# Dataset extract

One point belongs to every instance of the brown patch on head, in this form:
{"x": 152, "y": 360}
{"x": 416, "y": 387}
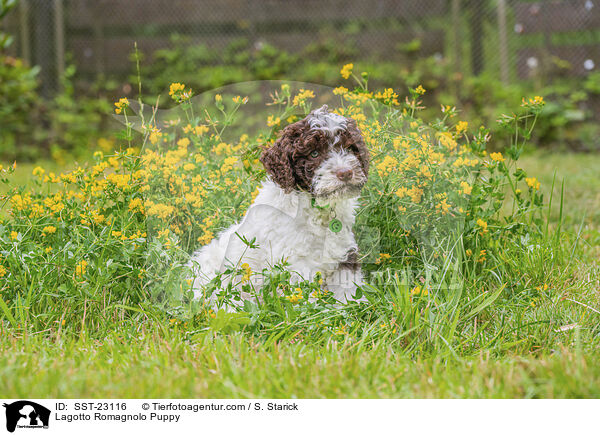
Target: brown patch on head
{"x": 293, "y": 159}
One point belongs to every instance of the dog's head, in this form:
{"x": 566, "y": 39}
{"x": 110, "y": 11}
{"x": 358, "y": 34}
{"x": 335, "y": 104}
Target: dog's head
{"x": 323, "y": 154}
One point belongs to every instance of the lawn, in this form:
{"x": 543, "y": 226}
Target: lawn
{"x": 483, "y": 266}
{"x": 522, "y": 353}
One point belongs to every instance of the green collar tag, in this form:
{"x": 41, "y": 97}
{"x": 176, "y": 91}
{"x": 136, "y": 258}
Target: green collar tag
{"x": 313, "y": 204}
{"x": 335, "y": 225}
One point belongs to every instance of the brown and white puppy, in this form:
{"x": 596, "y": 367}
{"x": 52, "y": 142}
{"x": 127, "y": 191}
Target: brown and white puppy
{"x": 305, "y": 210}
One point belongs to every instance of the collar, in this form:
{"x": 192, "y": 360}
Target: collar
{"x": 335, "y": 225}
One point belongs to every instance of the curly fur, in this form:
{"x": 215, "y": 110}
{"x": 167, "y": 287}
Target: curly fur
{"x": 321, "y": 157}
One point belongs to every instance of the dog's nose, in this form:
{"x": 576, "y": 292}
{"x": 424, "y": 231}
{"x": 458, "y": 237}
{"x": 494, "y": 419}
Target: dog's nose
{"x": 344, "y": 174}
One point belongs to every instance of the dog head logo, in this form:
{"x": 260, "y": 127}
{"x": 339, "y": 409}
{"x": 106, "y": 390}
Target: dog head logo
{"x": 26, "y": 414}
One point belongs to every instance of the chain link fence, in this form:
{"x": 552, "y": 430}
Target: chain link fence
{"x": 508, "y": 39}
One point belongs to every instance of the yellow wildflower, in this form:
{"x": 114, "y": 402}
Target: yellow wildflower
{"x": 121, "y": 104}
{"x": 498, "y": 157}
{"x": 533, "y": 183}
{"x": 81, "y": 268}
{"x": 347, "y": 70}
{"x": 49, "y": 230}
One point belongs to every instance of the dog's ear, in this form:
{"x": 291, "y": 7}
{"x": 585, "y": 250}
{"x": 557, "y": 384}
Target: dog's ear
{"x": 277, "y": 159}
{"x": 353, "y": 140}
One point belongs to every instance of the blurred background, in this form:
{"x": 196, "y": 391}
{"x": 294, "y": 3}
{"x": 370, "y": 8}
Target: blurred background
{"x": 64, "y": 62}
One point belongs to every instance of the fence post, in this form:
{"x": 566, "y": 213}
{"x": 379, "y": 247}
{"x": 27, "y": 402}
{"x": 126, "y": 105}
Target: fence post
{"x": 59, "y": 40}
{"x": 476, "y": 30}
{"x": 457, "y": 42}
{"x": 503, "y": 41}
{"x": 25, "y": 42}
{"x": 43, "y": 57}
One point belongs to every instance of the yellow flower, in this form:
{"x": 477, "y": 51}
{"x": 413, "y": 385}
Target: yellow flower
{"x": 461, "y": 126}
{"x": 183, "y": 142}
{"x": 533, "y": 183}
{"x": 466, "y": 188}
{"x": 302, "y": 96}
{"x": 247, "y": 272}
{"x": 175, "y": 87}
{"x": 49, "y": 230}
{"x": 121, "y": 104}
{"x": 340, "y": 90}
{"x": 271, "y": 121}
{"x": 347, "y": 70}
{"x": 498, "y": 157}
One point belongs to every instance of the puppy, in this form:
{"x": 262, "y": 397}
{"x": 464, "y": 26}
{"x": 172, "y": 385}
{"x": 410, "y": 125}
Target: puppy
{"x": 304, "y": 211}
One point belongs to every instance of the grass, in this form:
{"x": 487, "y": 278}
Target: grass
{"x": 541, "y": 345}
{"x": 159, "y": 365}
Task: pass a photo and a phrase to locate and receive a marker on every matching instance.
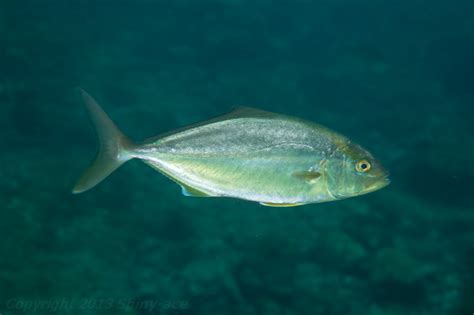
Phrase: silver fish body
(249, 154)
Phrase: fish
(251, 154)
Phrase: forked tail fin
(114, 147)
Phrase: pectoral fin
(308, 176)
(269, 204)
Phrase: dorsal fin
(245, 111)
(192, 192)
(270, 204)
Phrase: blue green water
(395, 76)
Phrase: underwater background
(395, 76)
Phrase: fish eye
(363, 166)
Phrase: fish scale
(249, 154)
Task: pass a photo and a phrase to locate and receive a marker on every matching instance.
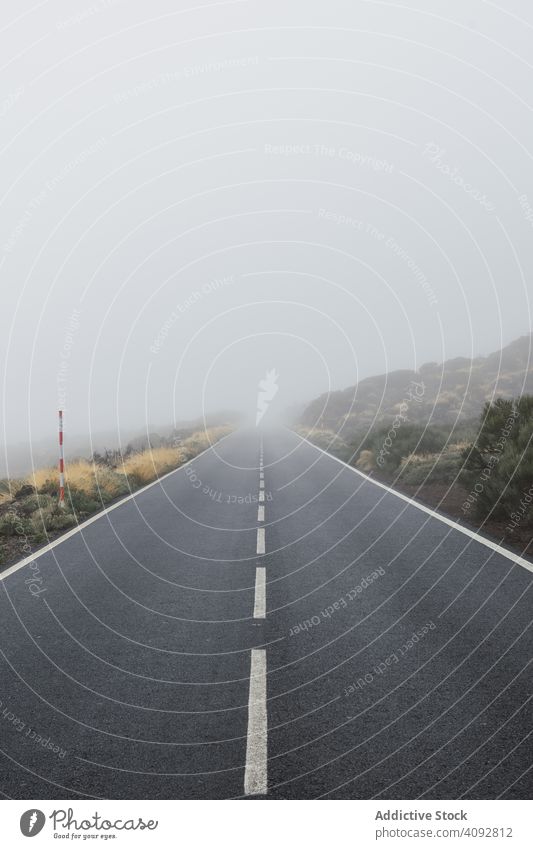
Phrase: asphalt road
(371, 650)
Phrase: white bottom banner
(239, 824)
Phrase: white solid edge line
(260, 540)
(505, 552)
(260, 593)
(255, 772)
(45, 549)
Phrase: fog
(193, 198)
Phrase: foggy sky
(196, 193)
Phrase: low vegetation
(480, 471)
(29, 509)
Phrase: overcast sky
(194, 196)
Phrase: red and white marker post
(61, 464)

* * *

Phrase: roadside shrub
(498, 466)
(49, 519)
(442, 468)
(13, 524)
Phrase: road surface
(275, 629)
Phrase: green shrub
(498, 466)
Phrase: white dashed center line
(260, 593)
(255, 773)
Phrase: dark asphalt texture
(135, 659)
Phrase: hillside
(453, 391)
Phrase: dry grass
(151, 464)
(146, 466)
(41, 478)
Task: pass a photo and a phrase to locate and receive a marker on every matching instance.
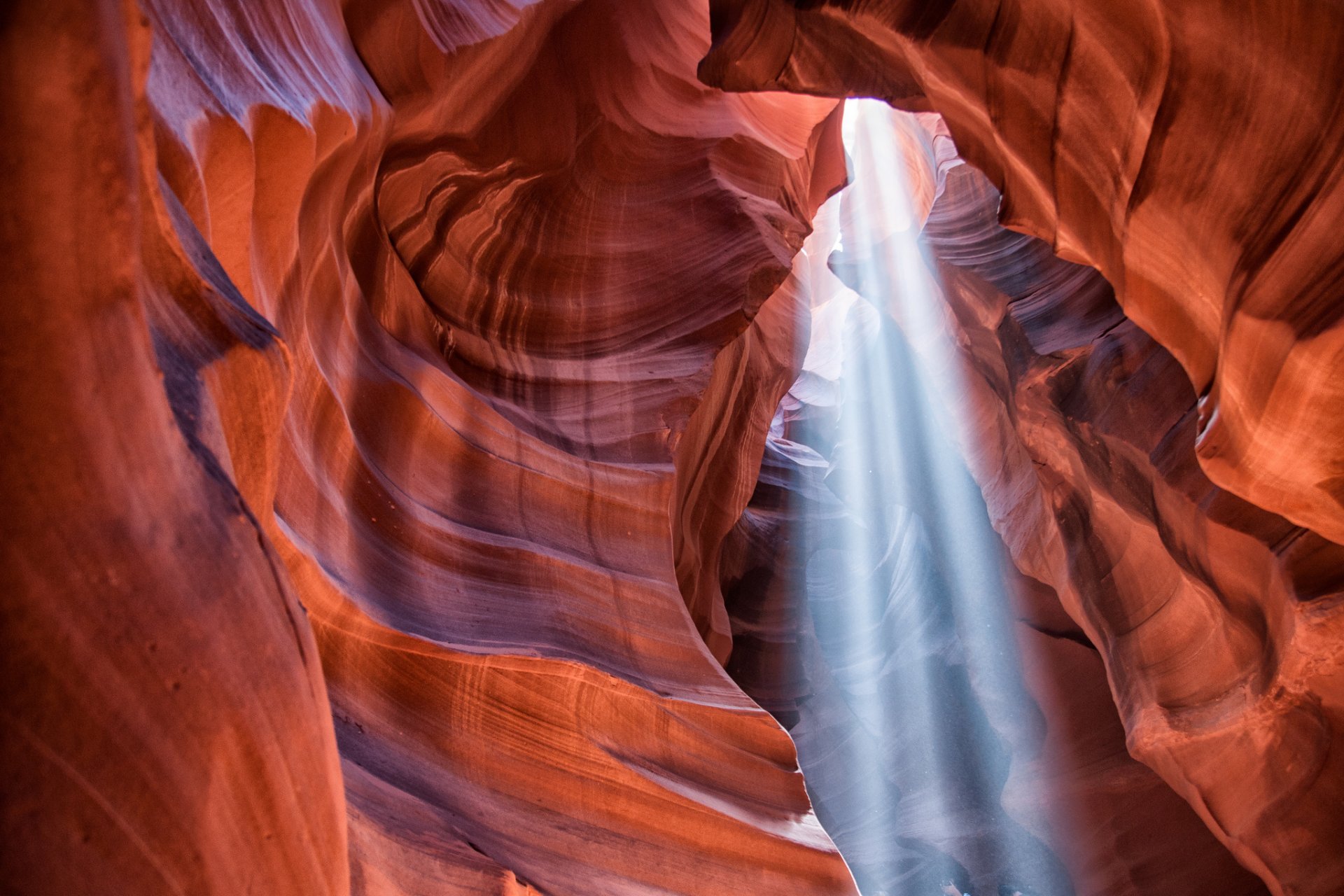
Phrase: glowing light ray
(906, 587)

---

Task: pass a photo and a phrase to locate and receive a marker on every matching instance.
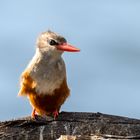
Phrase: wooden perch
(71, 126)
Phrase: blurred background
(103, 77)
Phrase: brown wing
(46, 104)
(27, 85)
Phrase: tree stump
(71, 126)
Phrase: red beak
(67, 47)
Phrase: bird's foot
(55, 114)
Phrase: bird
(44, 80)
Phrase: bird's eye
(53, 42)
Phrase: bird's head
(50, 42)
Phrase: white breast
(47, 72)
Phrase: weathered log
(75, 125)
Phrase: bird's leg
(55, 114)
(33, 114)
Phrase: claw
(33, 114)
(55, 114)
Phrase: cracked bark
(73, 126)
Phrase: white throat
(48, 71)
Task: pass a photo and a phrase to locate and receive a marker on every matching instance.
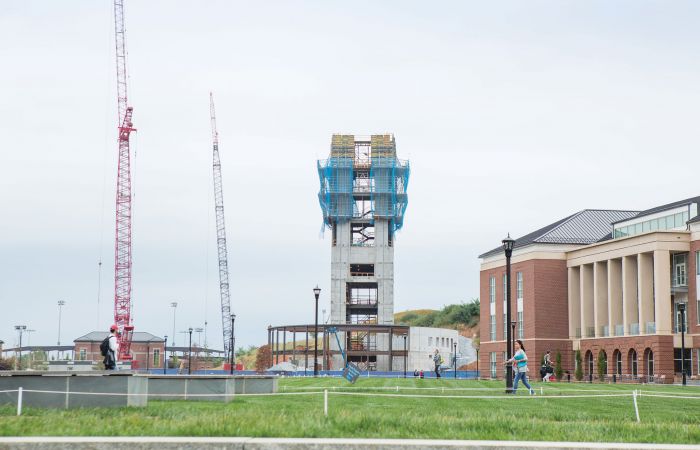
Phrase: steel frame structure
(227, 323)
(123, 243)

# Required task
Locate every line in the data above that contains the string "shrub", matching case exactly, and copy each such line.

# Output below
Phrase: roadside shrub
Phrase: green shrub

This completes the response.